**** Material shown ****
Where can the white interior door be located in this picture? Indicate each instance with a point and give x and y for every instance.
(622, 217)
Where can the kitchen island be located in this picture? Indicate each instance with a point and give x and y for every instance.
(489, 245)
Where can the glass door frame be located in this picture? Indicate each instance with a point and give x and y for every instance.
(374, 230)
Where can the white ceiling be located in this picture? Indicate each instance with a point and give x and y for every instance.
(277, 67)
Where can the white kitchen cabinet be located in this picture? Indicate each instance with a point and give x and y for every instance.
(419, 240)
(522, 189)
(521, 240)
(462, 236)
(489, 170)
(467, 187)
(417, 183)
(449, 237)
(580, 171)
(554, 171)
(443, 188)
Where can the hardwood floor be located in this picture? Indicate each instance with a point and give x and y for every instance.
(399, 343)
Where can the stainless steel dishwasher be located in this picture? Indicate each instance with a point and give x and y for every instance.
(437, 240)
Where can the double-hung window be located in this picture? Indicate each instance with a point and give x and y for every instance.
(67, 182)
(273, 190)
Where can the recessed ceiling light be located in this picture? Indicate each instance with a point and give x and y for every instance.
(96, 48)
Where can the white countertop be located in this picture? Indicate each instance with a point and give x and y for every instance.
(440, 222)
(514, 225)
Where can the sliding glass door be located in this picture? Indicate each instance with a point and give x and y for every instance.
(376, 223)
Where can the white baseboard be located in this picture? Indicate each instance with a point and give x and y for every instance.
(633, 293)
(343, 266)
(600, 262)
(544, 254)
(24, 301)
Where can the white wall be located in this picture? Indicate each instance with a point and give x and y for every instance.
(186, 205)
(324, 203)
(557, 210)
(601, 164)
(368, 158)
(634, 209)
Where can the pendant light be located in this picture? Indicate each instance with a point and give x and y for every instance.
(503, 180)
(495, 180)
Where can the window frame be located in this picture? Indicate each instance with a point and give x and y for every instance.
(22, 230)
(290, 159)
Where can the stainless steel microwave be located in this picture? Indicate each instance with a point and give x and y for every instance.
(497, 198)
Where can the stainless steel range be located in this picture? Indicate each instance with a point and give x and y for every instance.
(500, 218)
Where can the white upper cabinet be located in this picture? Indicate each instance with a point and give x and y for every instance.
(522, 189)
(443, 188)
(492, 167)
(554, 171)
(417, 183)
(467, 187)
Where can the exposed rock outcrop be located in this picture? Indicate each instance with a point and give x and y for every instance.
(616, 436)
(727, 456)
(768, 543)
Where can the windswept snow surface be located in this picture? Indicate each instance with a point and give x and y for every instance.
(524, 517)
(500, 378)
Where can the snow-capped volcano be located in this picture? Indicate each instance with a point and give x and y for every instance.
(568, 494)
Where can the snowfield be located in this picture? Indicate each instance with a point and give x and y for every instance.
****
:: Task instructions ::
Repeat the material above exactly.

:: In response ::
Where can the white interior door be located in this picture? Indicate each instance with a point and give x and y for every instance.
(622, 217)
Where can the kitchen island be located in this picture? Indicate each instance with a point and give x and y for every instance.
(489, 245)
Where can the glass door frame be located in this picture? Indicate each instance with a point and give x and y for every instance.
(374, 230)
Where can the white ceiling be located in this picture? Indicate each instance with a point and give x and y for every instance.
(277, 67)
Where can the white kitchen cabinet be located in this picture? Indicate each instance with a point and give x and y for every instance.
(419, 240)
(522, 189)
(521, 240)
(462, 236)
(489, 170)
(467, 187)
(417, 183)
(449, 237)
(580, 171)
(554, 171)
(443, 188)
Where can the hardwood floor be located in this picture? Indicate each instance with a point and give x and y for every instance.
(399, 343)
Where can the stainless steel dishwasher be located in this picture? Indicate each instance with a point and give x and y for every instance.
(437, 240)
Where can the double-hung window be located in this picture? Indicate each instance with a point and give x and y for every instance.
(67, 182)
(273, 190)
Where can the recessed ceiling light be located in this picture? Indicate each instance with a point and give x and y for every instance.
(96, 48)
Where can the white countertop be located in this picture? Indicate each instance with a point and give x and y for every instance.
(440, 222)
(514, 225)
Where can the sliding glass door be located in this picture? Indicate each instance with a point and give x and y for every instance.
(376, 223)
Where can the white baseboard be located in this picture? Indicate each instance with a point and give x and y for every instance.
(633, 293)
(343, 266)
(600, 262)
(544, 254)
(24, 301)
Where can the white wall be located in this picture? Indicate each instance with a point and give x and y for every instance.
(186, 205)
(324, 203)
(557, 210)
(601, 164)
(368, 158)
(634, 209)
Where can the pendant light be located in this picture? Indicate each instance with a point and give x and y for every instance.
(503, 180)
(495, 180)
Where can the window frame be located in this picture? Indicate each instance with a point and give x and y for every instance.
(22, 230)
(290, 159)
Where can the stainless steel microwave be located in this picture? Indicate each instance with a point and give x and y for every instance.
(497, 198)
Where can the stainless steel range be located in this picture? Indicate each instance with a point and give x and y for every instance.
(500, 218)
Where can the white upper cabinet be located in this picture? Indicate each instance with a point and give x and y for every instance.
(522, 189)
(443, 188)
(492, 167)
(554, 171)
(417, 183)
(467, 187)
Where can the exposed rock outcrop be located in this picture? Indicate each instance with a point and give x and y for every instance.
(616, 436)
(727, 456)
(768, 543)
Where can the windswept snow surface be located in this picture? Indicate each instance with a point and give x and y for every instance.
(524, 517)
(500, 378)
Where can the snow-capped volcano be located in this picture? Indicate each instance with a point and give x and y for every instance.
(568, 494)
Where can the snowfield be located in this picture? Indicate each instance with a point and give x and y for every instance.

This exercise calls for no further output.